**** Source extract

WALKER So I would say we feel pressure from every possible direction. We never let it ... I would say 99 percent of the time, it doesn't dictate anything about our lives, and the one percent never has anything to do with the creative output. It's just, like, maybe one day, I see a bunch of people shit-talking us, and it bugs me for the day or something. I don't have the thickest skin in the world, it's always going to bug me sometimes. So, we always feel pressure.
But we started this just to make a band that we wished existed. Like, combined pieces of a whole.
GHOSTE Holy shit, I love that.
WALKER Different bands that we loved, right? I can feel that with your music, too.
GHOSTE Totally relatable.
WALKER You're combining all these maybe disparate type of elements together, and so we're doing this band. Me and Spencer aren't trying to make money, at any point, for years, honestly. We're just going to work the shittiest jobs we have to, so that we can go on tour. I'm going to work every hour I can and save up my money, and then just eat gas station burritos for a month and sleep in the van every night. It wasn't about making money.
… We don't want to monetize everything we do. But these things that bands do, do them cleverly. We never even slept in hotels for years and years. We either stayed at somebody's house or we slept in our van. We slept in our van for fucking years. And a lot of times, we were so shy and awkward that we would just be like, "Nah, we're good, we have a place to stay," and we would just drive and sleep in a fucking gas station, because we were too awkward and weird to stay at people's houses. [Laughs]
GHOSTE I feel that, totally.
WALKER So we were very willingly homeless on tour, as you should be, which I think is a good experience for a band, to bring it back to your actual question. There's no motivation for us to do anything that anybody thinks is a cool, trendy thing to do. We're just following our own map.
GHOSTE I think [that's] why I consistently enjoy interacting with you guys, and why I'm stoked to do this [interview], is because you guys — like I see myself or hope for myself — you guys are essentially the perfect balance of artistic merit, integrity, humility, and also not adopting this idea — and this is a message, I think, for any up-and-coming artist — money isn't evil. Paying your bills isn't evil. If you make decisions solely on that, of course. But it doesn't benefit you or anybody, or give you any kind of cred to publicly be like, "No, we're not doing this, because we're too blah, blah, blah." And it's like, "Dude, guess what? If you make money screaming into a fucking microphone, sorry, but that's fucking awesome!" Because nobody is throwing money at that.
WALKER Yeah, it's a miracle.
GHOSTE It's so almost modern-rap-artist-style, the way you guys consistently evolve, though. And you're always onto the next thing, but without leaving your old shit in the past. You're constantly throwing curveballs.
WALKER I'm glad you said that.

********

◆ Task set:
a. Count the lines in the entries below that contain the string "Target", and reply with the number alone.
b. Extend the band interview transcript above, picking up right after its final line.

**** Records for this exercise

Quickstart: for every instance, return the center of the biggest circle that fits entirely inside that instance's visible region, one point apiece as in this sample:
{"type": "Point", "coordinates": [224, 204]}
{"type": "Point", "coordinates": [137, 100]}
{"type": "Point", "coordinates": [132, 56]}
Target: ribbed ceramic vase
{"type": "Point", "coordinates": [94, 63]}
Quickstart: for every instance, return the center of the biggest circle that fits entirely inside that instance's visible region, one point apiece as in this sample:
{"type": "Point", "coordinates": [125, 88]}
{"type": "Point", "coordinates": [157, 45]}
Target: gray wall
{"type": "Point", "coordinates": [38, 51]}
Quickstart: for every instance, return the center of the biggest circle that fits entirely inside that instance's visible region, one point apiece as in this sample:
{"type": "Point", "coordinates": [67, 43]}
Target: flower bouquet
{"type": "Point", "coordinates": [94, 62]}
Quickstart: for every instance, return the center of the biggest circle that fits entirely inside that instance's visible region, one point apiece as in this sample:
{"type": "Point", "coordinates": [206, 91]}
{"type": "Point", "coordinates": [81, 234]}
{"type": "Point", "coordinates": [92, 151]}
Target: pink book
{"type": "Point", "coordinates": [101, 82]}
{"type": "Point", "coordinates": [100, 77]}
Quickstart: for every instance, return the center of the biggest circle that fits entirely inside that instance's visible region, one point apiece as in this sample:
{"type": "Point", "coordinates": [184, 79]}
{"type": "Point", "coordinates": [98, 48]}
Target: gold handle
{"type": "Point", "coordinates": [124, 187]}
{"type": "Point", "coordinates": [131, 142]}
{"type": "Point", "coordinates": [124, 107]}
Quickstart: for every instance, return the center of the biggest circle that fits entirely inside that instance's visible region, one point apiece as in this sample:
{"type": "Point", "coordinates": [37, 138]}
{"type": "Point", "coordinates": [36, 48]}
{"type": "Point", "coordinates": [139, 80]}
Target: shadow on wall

********

◆ Outputs in order:
a. 6

b.
GHOSTE You'll throw these curveballs, even you, vocally, like on [2019's] Weeping Choir record, particularly. Some songs, it's almost like, "Hey, check this out, do you guys like that? Maybe you do, maybe you don't, I don't give a fuck."
Because the thing is, I have ADD. That's why I change my voice up so much in my songs — I can't listen to my own voice for longer than fucking 15 seconds. So, when I hear another band who's curing that itch, for me, I'm just like, I just need more of that shit.
WALKER I'm the same way. I didn't even think about the vocal connection. That's kind of crazy — you do have all kinds of voices, and I do the same thing for the same reason. I just want to hear Mad Dog-style. Just going fucking ape the whole time.
GHOSTE Straight up, dude. Straight up.
WALKER Yeah, that's crazy. Here's a question, really quick one for you. Do you get stage fright? Do you freeze up ever? Because I do.
GHOSTE I did in the beginning. Oddly enough, the only time I ever get it still is when I'm playing a show that is — I don't want to sound like a dick by saying smaller show — but a show ... where it's in a club, and I could see everybody's face, and everybody's right in front of me, it's a smaller stage.
WALKER It's so different.
GHOSTE Those are my favorite shows, I love those shows more than anything, because that's when kids are swinging off the rafters and going nuts. But I get stage fright on those shows, because I feel so personally connected with everybody, which is something that I love. But yeah, my anxiety just ruins me.
I think when I'm playing in front of 80,000 kids at a festival, it's like I don't even see anybody. Basically, it feels like band practice, honestly.
WALKER If I think of the biggest fest we've ever played, it literally felt like it didn't matter.
GHOSTE It was like nothing.
WALKER I literally couldn't differentiate any people out there. It was just a sea of people. Just noise.
GHOSTE A weird thing on that point is I'm totally fine playing in front of a million people, but if I have to attend a friend's show ... that's when I get really nervous, because I'm like ...
WALKER Yeah, it feels weird, right?
GHOSTE I feel like, I don't know, I feel like a schmuck or something. I get so, in crowds, I just get really, uhhhhh.
WALKER I feel the same way.
GHOSTE I want to be invisible. I want to put the Harry Potter cloak on and just disappear.
WALKER How nice would that be? Yeah, I feel the same way. And it's weird, when I go to a friend's show, I feel weird hanging out backstage with them, because I feel like, "Who the fuck am I? Why am I sitting back here?" And if I'm in the crowd, I just feel like, "I'm such a fucking dork."
GHOSTE So you get it.
WALKER You feel like everybody's staring at you. It's like you're a little kid still. That's how I feel: like I'm still a little kid. It's social anxiety, obviously.
GHOSTE It's that, and it's also on top of that ... I just have this feeling that people think I'm one way because of my image or something, and then that gets amplified if I'm somewhere, and they're around, and I'm like, "Oh my God, what if I have to talk to them? I don't know, what if I sound stupid?"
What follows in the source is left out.